L’édito de Fabrice Grosfilley : derrière l’offensive

Prendre le contrôle de la bande de Gaza. Cette fois-ci, le but est clair, parfaitement revendiqué. Il ne s’agit plus de frapper le Hamas ou de libérer des otages. Il s’agit bien de conquérir un territoire. De mettre la main sur la bande de Gaza et de s’y installer de manière plus ou moins durable.  Pour arriver à prendre le contrôle total de la bande de Gaza, l’armée israélienne a donc lancé une nouvelle vague de bombardements intensifs, prélude à une offensive terrestre de grande envergure. Ce matin, la défense civile palestinienne a décompté 44 victimes. Hier soir, les bombardements avaient déjà fait 91 victimes. Des chiffres considérés comme crédibles par les Nations unies : 90 morts hier, 50 morts avant-hier, 33 pour la journée de samedi… On peut continuer le décompte macabre.

▸ **ENREGISTREMENTS ASSOCIÉS**:
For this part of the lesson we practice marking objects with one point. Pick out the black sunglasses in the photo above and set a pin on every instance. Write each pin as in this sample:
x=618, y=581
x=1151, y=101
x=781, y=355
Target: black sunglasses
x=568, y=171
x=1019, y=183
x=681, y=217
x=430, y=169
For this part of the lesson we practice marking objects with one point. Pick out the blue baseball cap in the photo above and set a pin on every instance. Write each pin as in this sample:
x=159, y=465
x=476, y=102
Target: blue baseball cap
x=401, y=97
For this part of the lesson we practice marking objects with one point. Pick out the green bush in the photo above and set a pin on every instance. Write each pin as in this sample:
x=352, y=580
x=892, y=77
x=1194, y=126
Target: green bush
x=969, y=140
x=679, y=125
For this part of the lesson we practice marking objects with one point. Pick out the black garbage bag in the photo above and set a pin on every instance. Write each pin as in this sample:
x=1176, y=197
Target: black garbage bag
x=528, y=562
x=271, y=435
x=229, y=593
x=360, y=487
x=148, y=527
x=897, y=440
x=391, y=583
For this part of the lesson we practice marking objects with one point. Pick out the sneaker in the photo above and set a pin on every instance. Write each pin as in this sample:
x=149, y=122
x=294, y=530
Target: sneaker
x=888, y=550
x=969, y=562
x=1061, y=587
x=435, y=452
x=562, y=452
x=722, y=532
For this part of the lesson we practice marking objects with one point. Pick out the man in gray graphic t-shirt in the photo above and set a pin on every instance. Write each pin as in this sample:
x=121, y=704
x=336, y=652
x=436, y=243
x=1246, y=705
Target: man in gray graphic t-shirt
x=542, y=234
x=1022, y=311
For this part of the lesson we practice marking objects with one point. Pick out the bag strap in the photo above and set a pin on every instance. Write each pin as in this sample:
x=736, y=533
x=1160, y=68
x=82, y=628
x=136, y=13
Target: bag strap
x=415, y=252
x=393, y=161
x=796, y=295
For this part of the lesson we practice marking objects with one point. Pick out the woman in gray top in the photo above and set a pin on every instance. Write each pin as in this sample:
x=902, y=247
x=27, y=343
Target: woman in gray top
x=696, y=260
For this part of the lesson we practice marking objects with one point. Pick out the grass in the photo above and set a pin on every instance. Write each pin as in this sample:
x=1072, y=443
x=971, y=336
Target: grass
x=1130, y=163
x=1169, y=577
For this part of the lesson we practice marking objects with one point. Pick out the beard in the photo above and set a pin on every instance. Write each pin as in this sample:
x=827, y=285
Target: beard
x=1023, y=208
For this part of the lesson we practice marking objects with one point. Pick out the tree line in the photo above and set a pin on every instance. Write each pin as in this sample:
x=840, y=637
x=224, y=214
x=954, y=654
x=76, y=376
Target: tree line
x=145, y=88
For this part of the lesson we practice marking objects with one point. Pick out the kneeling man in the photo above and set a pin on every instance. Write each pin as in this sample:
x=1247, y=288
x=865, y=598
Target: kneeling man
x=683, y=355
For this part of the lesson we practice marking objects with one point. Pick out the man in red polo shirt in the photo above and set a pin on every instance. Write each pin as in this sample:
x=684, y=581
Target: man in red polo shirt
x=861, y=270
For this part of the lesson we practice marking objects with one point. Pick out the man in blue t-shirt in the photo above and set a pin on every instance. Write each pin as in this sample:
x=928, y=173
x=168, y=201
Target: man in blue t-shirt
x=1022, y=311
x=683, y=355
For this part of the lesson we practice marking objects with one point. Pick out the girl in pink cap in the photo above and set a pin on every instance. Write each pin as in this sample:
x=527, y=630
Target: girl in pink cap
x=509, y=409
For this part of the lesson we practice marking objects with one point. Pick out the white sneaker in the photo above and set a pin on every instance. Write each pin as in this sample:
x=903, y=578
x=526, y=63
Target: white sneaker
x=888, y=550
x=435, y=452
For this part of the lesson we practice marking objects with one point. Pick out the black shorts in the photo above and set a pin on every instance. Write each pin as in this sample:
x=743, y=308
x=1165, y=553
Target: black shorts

▸ **CONSIGNE 1**:
Résumez en quelques phrases le paragraphe de l'éditorial qui commence par « Prendre le contrôle de la bande de Gaza », en gardant ses faits principaux.
▸ **CONSIGNE 2**:
Modifiez le passage des enregistrements qui va de la ligne contenant « out the tree » à celle contenant « x=861, y=270 », ces deux lignes comprises, en remplaçant « kneeling man » par « crouching man » sans autre changement, et ne donnez que ces lignes.

▸ **RÉPONSE ATTENDUE 1**:
L'objectif est désormais clairement revendiqué : il ne s'agit plus de frapper le Hamas ou de libérer des otages, mais de conquérir la bande de Gaza et de s'y installer de manière plus ou moins durable. Pour cela, l'armée israélienne a lancé une nouvelle vague de bombardements intensifs, prélude à une offensive terrestre de grande envergure. La défense civile palestinienne a décompté 44 victimes ce matin et 91 hier soir. Les Nations unies jugent ces chiffres crédibles : 90 morts hier, 50 avant-hier, 33 samedi.

▸ **RÉPONSE ATTENDUE 2**:
For this part of the lesson we practice marking objects with one point. Pick out the tree line in the photo above and set a pin on every instance. Write each pin as in this sample:
x=840, y=637
x=224, y=214
x=954, y=654
x=76, y=376
Target: tree line
x=145, y=88
For this part of the lesson we practice marking objects with one point. Pick out the crouching man in the photo above and set a pin on every instance. Write each pin as in this sample:
x=1247, y=288
x=865, y=598
Target: crouching man
x=683, y=355
For this part of the lesson we practice marking objects with one point. Pick out the man in red polo shirt in the photo above and set a pin on every instance. Write each pin as in this sample:
x=684, y=581
Target: man in red polo shirt
x=861, y=270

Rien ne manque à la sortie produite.